▸ Texto fornecido:
━━━━━━━━━━

Uma lógica consistente com a paganização

A cantora Dalida queria “morrer no palco ao som da ribalta”. Posso compreender que se contentasse com uma “morte suave”, segundo a etimologia da palavra, numa boa cama se possível, porque não numa clínica na Suíça impecavelmente limpa com um fundo de música comercial relaxante, antes de acabar polvilhada no Lago de Genebra para ser utilizada como alimento para as carpas. Se considerarmos o corpo humano como um material biodegradável e não o memorial de uma pessoa prometida à ressurreição, tenhamos, pelo menos, piedade da carpa.

Esta lógica de “escolher a própria morte”, ou escolhê-la para aqueles que já não são capazes de fazê-lo, uma deriva inescapável que vemos em países que já legalizaram a morte dos fracos, parece ser inteiramente consistente com a paganização do mundo. As pater familias romanas tinham o direito de vida e morte sobre seus filhos, e Esparta eliminava aqueles que tinham o menor defeito. Se esquecermos o fundamento cristão da nossa antropologia ocidental, nomeadamente a encarnação de Deus na nossa carne e a sua entrada no sofrimento e na morte, o que dá a cada pessoa, mesmo a mais desonrada ou obscura, uma nobreza incomparável, os velhos demónios do ter e do poder sempre nos alcançarão. Porque, no fim de contas, apesar das justificações humanistas e dos sentimentos chorosos, e apesar dos dramas – altamente instrumentalizados – que ferem a nossa terra com lágrimas, é também uma questão de dinheiro. Os cuidados paliativos irão sempre custar mais do que uma injeção letal.

A perda da grande esperança

Basicamente, perdemos a grande esperança, a da vida eterna; tudo o que nos resta é a terra, que está a encolher como um espaço de desgosto, e o tempo, que é deixado à sua própria finitude. Não há outra perspectiva além do relógio indefectível, “que diz sim, que diz não, que diz: estou à tua espera”. Se o homem nasce do acaso e vai em direção ao nada, torna-se o barco bêbado de Rimbaud que já não é guiado pelos ventos e desce os rios impassivelmente. A obsessão com o relógio substituiu a paciência do eterno. O reflexo de sobrevivência consiste, portanto, em evitar cuidadosamente qualquer ansiedade espiritual. Acima de tudo, não devemos despertar o chamado esquecido de um Deus que lentamente matamos, não sem dificuldade, na nossa consciência emancipada. Somos simplesmente convidados a consumir a vida enquanto pudermos desfrutar dela, como um hamster bulímico a girar freneticamente na roda da sua jaula, porque cada hora que passa é um passo em direção ao nada.

━━━━━━━━━━

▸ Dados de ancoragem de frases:
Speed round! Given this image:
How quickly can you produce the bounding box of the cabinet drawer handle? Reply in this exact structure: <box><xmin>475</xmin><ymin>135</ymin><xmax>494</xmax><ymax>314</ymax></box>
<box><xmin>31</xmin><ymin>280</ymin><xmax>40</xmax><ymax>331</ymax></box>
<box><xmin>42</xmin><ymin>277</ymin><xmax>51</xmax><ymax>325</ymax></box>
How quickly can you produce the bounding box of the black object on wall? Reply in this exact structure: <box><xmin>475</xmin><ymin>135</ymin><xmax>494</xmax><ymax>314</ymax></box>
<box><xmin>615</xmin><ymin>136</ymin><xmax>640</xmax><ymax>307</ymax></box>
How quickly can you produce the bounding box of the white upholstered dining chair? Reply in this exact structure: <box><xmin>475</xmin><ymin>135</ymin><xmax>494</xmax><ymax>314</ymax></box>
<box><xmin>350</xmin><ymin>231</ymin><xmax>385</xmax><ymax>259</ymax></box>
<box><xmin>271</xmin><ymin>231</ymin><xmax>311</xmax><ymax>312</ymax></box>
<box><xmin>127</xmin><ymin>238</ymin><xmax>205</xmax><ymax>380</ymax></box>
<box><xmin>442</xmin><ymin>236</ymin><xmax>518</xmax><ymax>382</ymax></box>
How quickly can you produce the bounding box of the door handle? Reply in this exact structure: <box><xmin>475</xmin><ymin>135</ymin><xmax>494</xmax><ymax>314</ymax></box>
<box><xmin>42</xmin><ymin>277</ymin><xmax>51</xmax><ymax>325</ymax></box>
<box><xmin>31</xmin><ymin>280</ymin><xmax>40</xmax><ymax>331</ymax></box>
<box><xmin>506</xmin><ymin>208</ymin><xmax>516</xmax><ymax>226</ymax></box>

━━━━━━━━━━

▸ Enunciado A: Segundo o texto sobre a paganização, que direito tinham as pater familias romanas sobre os seus filhos?
▸ Enunciado B: Prolongue o texto sobre a paganização e a perda da grande esperança, começando depois da última frase apresentada.

▸ Resultado do exercício A: O direito de vida e morte.

▸ Resultado do exercício B:
Estas são as duas opções abertas ao ateísmo prático e irrefletido que se tornou o ar comum do homem ocidental: excitação e depressão. Tudo o que temos de fazer é transmutar a busca metafísica de significado numa obsessão com a saúde e a exaltação do bem-estar, e depois tomar antidepressivos quando as nossas capacidades diminuídas nos impedem de nos divertir por aí. O terceiro ato consistirá em “pedir livremente” a morte quando a sociedade nos impuser a imagem de sermos um desperdício caro. Na realidade, estas escolhas sucedem-se inelutavelmente uma à outra. Hemingway queimou a sua vida de bar em bar e de mulher em mulher antes de dar um tiro na cabeça quando sentiu impotência, diabetes e cegueira a aproximarem-se.

Fragilidade, uma fenda na couraça dos corações

É a canção de Starmania: “Tudo o que queremos é ser felizes, ser felizes antes de sermos velhos”, como se “ser velhos” fosse necessariamente ser infeliz. Como se a felicidade fosse monopólio da juventude. No entanto, muitas coisas bonitas acontecem aos pés da cama de uma pessoa moribunda. A fragilidade racha a couraça dos corações. Pensemos na magnífica canção de Aznavour, La Mamma, onde as crianças voltam de longe, mesmo as do sul da Itália, mesmo o filho amaldiçoado, tocando suavemente canções ao violão e cantando a Ave Maria. Os nós da vida são desatados perante a mãe moribunda. Pois os mais frágeis dão-nos o sentido do essencial e da gratuidade que faz a eminente dignidade da nossa vida humana: a de não servir para nada. A de estar infinitamente para além do utilitarismo. A de ser uma história sagrada. Somos servos inúteis (Lc 17, 10). Esta é a nossa glória. Morrer com dignidade é certamente beneficiar-se de cuidados que acalmam o sofrimento do espírito e do corpo. Mas também é morrer por nada, e ser amado de qualquer maneira. Não pelo que se tem, mas pelo que se é.